* Exercise requirements
Copy every line from the one containing "For this exercise we mark the dry" through the one containing "[(37, 379), (133, 308)]", including the request text. Offset each point coordinate in the answers by adding 99, and leave the sample points in the request unchanged.

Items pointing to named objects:
----
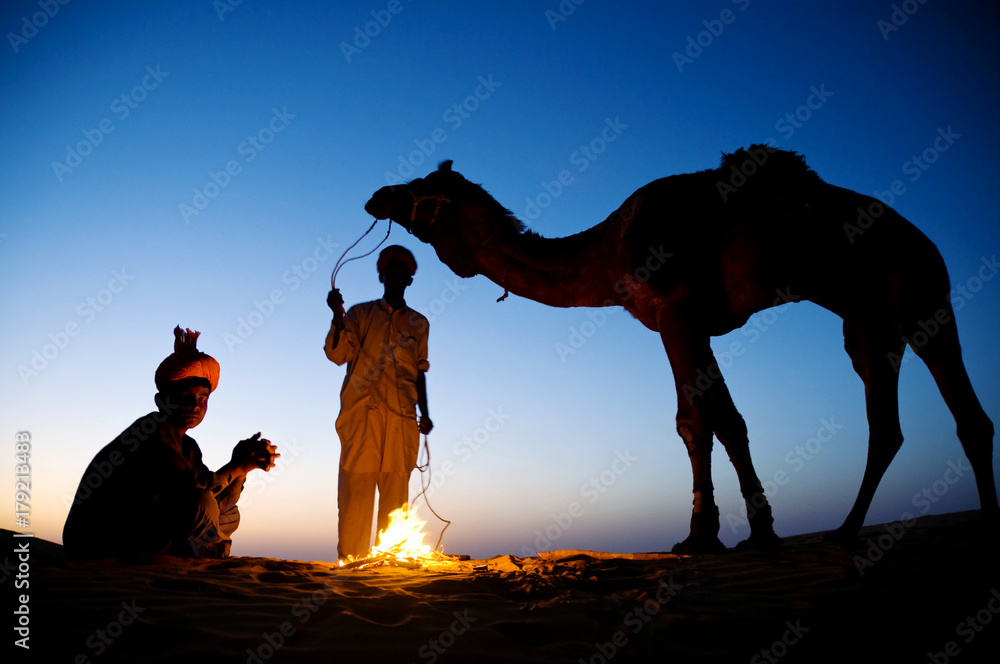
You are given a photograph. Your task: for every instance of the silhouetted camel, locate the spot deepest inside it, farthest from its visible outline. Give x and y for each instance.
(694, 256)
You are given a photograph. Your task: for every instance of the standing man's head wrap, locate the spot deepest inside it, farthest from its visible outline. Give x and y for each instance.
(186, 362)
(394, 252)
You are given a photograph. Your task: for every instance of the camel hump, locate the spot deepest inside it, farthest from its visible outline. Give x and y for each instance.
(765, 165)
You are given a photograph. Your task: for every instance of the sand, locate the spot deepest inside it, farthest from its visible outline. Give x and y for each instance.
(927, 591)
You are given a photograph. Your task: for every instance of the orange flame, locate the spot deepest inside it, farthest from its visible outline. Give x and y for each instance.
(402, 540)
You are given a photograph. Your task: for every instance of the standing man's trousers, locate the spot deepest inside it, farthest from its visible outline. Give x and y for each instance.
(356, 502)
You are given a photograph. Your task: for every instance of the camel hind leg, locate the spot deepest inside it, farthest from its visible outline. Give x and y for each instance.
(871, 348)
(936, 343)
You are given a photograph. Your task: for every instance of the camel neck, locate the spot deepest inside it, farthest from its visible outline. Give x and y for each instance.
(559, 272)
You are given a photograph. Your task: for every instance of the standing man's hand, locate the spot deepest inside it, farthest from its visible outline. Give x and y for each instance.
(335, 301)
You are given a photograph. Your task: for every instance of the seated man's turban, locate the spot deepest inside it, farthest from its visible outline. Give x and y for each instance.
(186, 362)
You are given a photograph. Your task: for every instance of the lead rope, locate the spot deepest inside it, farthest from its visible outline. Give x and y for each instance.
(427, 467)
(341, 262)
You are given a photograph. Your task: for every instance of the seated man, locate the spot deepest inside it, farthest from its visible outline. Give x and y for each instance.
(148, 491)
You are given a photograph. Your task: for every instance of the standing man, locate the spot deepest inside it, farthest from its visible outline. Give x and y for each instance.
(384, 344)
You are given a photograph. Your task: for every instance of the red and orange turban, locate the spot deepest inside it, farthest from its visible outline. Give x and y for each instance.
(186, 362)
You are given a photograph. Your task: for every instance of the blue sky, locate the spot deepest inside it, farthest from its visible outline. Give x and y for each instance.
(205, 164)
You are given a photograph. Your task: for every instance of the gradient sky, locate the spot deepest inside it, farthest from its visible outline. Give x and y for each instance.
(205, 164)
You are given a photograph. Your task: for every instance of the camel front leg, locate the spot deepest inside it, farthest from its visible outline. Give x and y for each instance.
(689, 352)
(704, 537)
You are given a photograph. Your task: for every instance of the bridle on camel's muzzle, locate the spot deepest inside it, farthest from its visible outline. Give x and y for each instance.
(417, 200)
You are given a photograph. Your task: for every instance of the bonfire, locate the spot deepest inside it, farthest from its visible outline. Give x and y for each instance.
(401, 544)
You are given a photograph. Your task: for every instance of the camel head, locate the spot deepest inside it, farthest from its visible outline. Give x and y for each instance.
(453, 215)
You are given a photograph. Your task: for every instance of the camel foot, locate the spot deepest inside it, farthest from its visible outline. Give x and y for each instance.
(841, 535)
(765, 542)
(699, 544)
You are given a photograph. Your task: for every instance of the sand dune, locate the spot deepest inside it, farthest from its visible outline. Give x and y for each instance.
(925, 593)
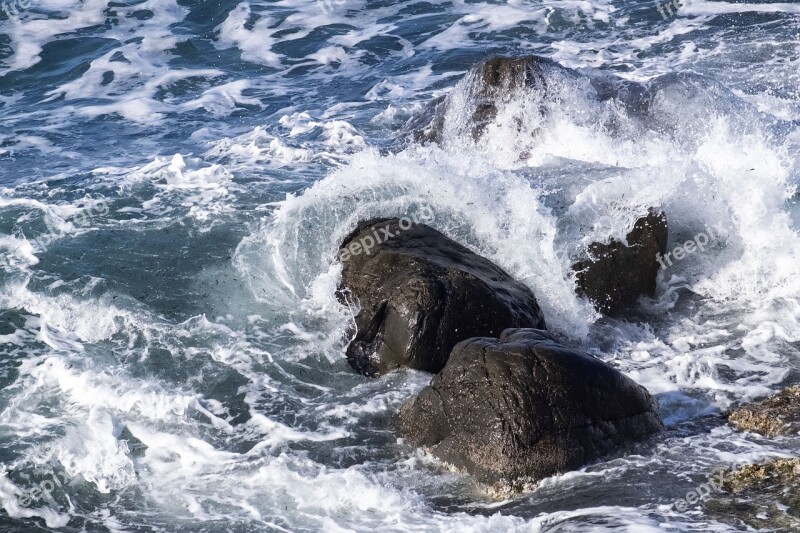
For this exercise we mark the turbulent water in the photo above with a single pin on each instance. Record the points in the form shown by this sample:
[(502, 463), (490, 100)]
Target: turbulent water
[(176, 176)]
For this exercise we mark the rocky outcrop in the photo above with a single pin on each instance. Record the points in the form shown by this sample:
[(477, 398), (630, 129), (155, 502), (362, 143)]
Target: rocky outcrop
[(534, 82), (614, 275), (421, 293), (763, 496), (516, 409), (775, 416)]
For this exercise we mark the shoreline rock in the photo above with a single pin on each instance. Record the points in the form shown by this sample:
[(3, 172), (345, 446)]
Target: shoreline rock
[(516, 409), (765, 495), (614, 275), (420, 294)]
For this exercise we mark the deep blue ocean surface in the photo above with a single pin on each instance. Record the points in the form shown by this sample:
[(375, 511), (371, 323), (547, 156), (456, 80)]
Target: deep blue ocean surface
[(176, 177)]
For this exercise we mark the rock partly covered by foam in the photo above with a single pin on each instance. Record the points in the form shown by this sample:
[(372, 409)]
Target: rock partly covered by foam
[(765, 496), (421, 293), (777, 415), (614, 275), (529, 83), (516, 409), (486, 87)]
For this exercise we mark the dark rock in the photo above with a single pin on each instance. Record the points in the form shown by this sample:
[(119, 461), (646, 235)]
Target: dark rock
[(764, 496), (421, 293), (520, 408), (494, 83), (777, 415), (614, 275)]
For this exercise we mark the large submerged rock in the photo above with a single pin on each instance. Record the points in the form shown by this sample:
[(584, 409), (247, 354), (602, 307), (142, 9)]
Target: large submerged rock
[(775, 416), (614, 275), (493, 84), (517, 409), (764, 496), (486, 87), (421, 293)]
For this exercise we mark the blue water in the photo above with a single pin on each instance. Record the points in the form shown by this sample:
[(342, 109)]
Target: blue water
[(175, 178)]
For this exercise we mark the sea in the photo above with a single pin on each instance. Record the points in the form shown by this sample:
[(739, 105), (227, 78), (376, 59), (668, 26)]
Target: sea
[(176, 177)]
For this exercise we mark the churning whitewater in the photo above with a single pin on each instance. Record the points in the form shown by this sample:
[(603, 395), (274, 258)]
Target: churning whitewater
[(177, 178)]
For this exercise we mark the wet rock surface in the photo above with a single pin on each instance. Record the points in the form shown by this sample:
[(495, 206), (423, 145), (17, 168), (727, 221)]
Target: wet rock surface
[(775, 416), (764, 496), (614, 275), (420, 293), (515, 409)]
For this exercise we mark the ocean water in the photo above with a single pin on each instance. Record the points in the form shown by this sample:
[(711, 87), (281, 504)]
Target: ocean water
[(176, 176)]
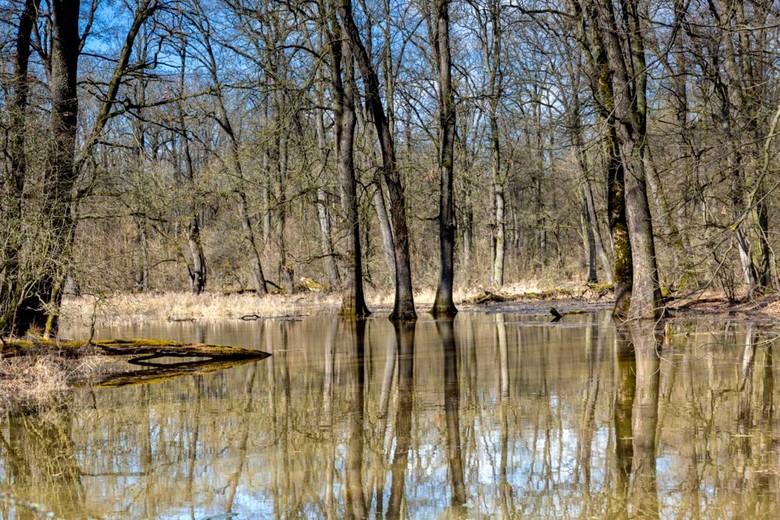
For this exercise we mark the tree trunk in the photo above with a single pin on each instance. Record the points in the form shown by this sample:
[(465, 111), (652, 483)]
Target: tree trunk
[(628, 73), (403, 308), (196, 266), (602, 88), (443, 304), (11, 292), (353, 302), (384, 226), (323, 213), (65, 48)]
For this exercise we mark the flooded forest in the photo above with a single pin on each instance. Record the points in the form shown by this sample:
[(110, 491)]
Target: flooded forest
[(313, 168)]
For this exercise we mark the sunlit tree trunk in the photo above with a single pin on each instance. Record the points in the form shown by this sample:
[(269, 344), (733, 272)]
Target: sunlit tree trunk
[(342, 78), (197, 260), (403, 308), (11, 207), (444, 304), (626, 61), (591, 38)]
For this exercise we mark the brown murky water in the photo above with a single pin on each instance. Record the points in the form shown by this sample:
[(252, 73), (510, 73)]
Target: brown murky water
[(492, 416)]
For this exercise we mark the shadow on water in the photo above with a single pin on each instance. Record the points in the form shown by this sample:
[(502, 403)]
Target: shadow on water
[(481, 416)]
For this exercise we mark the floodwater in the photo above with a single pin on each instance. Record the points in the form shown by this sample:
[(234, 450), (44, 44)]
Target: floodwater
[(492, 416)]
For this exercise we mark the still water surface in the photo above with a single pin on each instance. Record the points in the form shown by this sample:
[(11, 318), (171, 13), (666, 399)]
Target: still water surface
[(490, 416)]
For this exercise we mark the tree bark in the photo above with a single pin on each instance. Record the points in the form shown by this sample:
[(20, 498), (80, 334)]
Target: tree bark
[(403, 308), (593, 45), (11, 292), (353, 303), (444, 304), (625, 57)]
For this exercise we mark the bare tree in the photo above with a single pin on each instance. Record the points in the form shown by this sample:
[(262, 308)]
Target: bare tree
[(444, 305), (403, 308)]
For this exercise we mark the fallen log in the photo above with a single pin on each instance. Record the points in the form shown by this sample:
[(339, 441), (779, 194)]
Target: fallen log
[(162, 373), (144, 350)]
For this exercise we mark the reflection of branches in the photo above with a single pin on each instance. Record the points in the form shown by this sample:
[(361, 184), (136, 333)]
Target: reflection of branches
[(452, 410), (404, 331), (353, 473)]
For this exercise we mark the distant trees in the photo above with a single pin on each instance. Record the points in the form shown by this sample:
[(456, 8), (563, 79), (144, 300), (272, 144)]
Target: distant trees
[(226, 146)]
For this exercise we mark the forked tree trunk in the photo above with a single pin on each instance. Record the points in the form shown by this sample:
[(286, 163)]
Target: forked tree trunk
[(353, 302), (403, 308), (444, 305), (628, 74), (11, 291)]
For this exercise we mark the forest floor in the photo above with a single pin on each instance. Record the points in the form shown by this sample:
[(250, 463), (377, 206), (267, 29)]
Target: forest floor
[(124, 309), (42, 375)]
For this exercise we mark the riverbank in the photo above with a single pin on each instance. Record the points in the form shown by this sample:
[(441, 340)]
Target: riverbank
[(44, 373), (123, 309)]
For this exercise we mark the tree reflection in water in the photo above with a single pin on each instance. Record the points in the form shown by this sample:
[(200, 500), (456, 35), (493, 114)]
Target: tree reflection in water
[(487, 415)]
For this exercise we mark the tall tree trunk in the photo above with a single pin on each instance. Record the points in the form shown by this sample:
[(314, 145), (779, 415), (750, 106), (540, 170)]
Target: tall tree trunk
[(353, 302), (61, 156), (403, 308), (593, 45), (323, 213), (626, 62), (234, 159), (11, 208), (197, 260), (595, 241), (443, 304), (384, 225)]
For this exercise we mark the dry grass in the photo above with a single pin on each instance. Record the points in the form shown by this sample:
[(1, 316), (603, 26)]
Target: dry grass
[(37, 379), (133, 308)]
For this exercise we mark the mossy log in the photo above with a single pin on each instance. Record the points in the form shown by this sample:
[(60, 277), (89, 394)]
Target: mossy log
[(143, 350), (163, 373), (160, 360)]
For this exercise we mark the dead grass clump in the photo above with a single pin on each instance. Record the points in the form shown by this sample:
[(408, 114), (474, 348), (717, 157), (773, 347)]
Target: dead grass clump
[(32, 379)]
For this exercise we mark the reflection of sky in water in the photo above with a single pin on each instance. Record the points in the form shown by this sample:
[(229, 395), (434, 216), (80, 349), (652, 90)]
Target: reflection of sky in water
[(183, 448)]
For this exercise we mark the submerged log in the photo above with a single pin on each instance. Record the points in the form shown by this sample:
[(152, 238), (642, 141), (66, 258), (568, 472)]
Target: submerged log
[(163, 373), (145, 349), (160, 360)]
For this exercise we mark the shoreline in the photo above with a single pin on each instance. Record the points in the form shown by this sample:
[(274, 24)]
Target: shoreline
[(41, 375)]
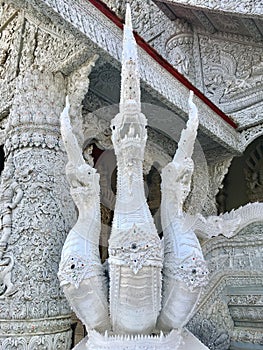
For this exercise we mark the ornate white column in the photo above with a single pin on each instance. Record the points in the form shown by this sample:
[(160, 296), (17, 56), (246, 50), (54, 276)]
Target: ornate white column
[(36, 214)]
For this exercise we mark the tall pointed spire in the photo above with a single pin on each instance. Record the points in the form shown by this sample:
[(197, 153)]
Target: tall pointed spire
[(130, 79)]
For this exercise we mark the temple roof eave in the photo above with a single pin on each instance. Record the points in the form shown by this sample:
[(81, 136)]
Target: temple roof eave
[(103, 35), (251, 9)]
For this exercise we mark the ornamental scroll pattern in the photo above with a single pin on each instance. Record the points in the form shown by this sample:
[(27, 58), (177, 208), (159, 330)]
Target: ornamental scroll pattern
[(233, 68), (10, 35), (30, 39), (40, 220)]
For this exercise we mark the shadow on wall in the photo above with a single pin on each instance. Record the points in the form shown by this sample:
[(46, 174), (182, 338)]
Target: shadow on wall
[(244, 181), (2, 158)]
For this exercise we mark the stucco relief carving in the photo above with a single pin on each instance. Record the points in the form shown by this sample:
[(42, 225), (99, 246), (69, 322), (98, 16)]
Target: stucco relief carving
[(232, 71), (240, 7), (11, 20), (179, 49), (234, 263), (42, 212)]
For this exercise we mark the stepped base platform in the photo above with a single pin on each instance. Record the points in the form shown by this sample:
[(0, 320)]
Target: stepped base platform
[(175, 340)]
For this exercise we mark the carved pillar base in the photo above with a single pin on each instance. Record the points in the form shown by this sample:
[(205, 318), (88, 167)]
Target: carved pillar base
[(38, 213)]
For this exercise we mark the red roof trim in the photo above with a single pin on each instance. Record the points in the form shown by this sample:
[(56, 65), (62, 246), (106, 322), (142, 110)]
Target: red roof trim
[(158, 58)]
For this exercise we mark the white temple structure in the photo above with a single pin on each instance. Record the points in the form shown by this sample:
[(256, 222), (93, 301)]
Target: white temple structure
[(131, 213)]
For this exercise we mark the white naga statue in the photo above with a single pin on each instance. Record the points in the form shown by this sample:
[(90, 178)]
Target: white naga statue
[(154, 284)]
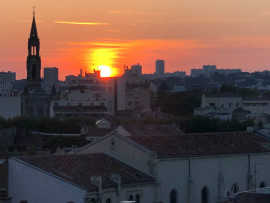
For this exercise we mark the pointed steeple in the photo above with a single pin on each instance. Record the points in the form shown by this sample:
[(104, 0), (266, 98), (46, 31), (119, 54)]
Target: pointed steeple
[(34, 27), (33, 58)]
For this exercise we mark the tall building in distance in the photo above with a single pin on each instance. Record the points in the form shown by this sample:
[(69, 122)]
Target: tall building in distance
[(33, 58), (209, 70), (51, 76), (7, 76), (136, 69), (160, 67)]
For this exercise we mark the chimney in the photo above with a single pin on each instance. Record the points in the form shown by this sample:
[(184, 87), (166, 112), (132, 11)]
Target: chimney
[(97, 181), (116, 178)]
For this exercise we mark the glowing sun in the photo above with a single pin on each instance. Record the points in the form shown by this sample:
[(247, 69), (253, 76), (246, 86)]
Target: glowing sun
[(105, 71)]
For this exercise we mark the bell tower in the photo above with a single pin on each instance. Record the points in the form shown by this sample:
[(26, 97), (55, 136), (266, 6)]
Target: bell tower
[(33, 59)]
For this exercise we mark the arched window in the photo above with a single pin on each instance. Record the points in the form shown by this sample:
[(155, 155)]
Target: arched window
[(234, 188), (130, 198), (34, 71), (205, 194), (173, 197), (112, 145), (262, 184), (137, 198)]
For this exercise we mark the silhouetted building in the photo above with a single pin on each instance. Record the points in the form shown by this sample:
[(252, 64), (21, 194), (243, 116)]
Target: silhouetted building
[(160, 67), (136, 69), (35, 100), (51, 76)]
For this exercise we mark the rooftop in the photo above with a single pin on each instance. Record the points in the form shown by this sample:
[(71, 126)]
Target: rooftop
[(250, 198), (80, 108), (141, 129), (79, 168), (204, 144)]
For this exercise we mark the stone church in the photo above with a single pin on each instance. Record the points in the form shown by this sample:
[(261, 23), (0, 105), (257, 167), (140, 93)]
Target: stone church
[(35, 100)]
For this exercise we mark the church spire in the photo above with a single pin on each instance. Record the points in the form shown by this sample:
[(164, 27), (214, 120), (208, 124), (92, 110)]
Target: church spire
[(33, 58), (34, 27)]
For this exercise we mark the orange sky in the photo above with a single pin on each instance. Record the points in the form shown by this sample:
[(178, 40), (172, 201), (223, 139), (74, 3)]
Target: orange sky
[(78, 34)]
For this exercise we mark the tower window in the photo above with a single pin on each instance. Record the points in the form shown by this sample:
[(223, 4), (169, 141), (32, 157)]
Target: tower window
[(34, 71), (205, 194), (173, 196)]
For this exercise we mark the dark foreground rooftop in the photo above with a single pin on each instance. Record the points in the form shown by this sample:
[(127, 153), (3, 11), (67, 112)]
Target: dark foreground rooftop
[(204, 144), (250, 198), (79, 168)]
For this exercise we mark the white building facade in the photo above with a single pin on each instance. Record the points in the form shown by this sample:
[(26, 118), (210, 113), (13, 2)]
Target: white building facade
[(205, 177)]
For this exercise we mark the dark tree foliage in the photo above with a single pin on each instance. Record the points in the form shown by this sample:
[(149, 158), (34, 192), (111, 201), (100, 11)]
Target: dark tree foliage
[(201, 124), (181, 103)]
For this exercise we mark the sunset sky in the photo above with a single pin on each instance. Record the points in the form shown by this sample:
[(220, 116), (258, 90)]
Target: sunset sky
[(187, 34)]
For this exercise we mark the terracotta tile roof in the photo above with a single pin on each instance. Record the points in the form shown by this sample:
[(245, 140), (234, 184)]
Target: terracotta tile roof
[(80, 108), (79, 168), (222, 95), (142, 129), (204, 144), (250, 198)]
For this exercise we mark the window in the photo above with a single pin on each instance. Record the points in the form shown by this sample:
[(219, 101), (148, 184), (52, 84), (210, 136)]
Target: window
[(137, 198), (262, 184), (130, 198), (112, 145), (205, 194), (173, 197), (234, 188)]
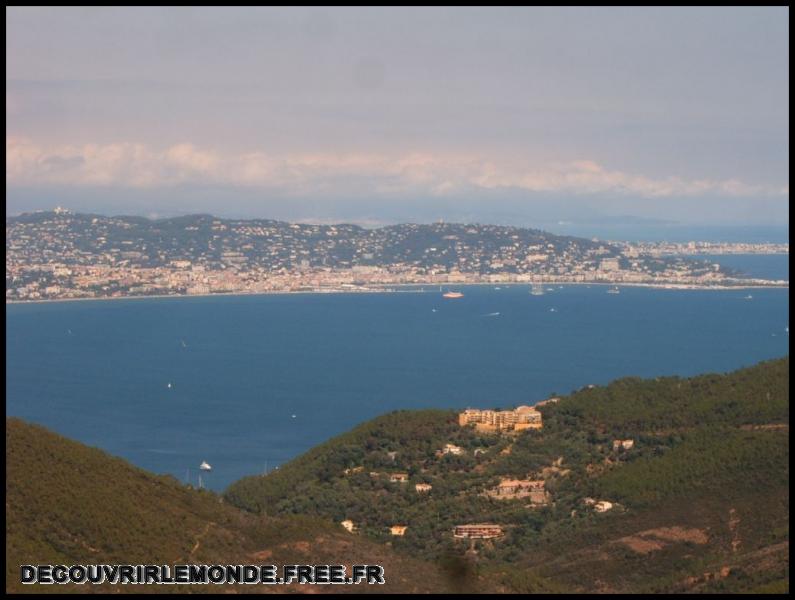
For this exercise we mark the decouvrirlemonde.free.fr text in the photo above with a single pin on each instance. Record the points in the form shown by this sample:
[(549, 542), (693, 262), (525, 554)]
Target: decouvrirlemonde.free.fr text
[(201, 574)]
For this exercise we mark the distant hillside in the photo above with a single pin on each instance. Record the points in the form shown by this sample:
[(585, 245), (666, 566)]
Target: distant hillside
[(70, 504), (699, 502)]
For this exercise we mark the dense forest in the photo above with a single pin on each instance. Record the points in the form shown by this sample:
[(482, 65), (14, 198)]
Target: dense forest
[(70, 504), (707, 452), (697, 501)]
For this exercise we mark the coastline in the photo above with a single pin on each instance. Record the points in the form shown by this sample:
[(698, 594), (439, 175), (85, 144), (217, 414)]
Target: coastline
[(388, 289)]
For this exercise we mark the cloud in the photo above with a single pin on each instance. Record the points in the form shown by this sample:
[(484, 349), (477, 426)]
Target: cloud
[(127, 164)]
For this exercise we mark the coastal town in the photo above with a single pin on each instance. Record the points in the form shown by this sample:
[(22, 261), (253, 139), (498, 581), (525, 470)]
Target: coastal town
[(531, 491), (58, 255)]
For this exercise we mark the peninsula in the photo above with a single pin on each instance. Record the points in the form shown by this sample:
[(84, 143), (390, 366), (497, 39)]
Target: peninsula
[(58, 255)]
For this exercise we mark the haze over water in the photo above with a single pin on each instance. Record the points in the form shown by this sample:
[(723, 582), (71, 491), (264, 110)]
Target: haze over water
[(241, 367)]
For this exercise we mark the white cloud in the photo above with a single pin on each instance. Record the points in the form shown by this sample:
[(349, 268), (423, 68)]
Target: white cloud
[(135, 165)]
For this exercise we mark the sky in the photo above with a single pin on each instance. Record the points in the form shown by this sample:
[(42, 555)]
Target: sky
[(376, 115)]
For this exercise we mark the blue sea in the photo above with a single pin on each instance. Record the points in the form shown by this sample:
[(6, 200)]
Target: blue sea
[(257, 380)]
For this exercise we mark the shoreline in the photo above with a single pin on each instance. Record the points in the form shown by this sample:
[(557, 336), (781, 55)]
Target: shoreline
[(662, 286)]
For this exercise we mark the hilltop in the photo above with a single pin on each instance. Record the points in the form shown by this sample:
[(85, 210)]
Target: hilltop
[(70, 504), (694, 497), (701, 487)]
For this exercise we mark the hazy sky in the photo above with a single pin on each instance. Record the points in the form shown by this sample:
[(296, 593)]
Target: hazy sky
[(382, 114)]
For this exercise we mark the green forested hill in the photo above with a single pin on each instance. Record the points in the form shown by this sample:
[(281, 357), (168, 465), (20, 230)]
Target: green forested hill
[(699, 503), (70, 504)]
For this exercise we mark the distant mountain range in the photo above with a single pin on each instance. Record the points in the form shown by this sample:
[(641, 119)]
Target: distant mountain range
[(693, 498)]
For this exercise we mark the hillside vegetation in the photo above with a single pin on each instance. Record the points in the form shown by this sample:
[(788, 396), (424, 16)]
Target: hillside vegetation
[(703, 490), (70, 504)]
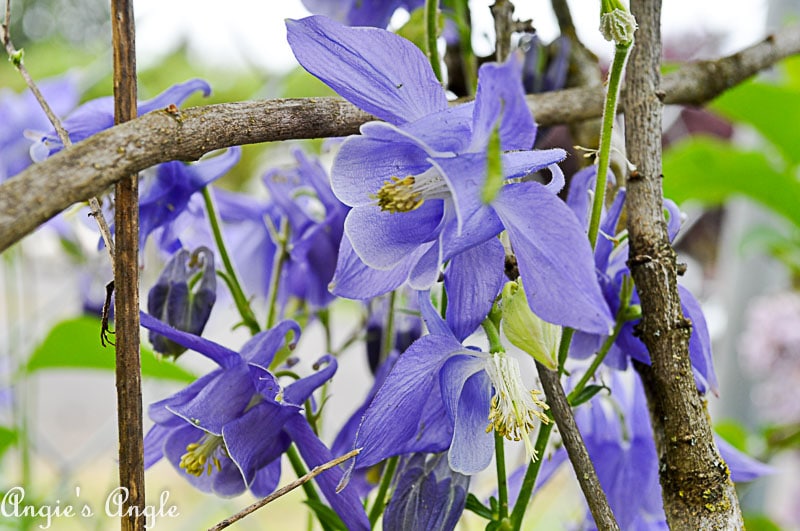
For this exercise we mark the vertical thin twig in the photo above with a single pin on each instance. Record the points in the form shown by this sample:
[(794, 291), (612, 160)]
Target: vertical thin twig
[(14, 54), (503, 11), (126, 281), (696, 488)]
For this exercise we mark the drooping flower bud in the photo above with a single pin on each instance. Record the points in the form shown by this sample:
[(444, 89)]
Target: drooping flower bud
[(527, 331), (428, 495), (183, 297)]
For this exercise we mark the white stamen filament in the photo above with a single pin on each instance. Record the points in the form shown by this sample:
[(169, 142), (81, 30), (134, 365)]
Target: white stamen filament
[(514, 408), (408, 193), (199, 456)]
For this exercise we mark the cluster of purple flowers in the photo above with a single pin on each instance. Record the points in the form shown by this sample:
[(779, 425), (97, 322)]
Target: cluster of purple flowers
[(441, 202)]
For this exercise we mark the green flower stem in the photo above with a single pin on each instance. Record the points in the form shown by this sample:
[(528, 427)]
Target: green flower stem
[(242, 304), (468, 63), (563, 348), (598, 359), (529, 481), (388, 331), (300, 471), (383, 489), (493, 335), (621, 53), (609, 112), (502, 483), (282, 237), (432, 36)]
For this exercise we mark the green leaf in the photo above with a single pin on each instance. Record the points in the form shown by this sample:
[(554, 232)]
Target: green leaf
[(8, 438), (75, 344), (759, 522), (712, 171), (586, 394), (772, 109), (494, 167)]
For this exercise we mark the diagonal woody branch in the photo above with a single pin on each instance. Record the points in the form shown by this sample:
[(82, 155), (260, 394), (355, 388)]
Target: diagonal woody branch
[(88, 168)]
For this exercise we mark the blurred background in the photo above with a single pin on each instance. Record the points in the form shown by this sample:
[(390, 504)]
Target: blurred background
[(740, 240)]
----
* The reply
For this exercise we mark the dry grass in the photo above with a single pin on each instance. Record the points in the form shown by this sample:
[(1, 316), (603, 26)]
Target: dry grass
[(136, 478), (232, 407)]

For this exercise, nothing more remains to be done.